** Opening PROVIDED MATERIAL block **

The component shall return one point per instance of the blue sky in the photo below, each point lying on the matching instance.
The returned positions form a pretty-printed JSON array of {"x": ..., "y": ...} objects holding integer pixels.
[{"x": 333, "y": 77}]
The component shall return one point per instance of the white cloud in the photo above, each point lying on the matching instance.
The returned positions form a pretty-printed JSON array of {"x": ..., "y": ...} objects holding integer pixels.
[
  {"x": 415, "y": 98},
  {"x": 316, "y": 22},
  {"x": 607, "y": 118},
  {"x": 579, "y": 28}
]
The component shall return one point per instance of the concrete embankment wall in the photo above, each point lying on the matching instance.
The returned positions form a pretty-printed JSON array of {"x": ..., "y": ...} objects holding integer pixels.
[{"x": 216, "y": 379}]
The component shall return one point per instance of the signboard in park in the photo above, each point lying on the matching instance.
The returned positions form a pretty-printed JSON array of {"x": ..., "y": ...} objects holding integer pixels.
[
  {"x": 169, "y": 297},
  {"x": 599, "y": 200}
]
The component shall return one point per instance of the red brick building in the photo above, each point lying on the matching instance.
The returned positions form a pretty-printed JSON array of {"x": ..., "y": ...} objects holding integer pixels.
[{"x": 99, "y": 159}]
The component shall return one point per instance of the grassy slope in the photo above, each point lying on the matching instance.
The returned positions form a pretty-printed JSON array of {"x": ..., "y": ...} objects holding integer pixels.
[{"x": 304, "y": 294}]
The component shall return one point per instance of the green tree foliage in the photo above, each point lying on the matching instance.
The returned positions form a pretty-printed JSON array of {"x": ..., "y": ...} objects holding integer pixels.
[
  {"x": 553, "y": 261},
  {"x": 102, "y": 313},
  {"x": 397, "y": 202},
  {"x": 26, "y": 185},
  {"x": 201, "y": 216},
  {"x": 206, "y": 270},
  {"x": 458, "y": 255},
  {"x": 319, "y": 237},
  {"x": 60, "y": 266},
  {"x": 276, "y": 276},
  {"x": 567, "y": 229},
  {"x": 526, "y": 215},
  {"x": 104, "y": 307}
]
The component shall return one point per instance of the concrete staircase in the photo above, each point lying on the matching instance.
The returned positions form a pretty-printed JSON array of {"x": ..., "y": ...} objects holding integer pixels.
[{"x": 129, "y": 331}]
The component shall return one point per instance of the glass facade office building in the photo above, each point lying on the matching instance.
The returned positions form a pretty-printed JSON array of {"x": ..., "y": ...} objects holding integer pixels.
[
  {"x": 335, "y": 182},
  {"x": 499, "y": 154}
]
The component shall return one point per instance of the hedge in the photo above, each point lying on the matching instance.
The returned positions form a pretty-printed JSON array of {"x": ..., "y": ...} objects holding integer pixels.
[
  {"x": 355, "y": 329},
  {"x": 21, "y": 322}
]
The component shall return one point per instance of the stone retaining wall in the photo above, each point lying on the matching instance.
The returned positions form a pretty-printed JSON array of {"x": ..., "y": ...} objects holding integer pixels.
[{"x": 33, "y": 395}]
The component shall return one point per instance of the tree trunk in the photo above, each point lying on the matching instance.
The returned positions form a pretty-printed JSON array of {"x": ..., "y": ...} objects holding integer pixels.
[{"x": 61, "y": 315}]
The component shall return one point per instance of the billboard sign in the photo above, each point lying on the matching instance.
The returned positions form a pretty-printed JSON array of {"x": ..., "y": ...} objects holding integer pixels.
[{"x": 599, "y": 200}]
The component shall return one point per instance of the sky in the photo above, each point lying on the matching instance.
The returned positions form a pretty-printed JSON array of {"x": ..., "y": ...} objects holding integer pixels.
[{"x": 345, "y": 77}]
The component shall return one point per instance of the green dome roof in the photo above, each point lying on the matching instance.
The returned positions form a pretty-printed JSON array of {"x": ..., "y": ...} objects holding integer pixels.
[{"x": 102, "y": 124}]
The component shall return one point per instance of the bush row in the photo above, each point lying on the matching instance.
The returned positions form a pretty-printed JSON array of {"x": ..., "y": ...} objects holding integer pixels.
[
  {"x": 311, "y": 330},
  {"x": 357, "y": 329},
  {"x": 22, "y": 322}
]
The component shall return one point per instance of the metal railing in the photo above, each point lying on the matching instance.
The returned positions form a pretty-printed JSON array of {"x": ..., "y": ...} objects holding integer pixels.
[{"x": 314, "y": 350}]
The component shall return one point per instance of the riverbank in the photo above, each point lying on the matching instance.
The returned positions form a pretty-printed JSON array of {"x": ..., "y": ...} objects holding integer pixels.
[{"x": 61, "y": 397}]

** Closing PROVIDED MATERIAL block **

TASK REQUIREMENTS
Go through the data and return each line where the word "tree" appears.

THE ANSWER
The component shall return one point per instance of the green tree foliage in the photo above, each point lying on the matching instance.
The component shall return one point per instance of the tree trunk in the photo above, each point lying on the matching instance.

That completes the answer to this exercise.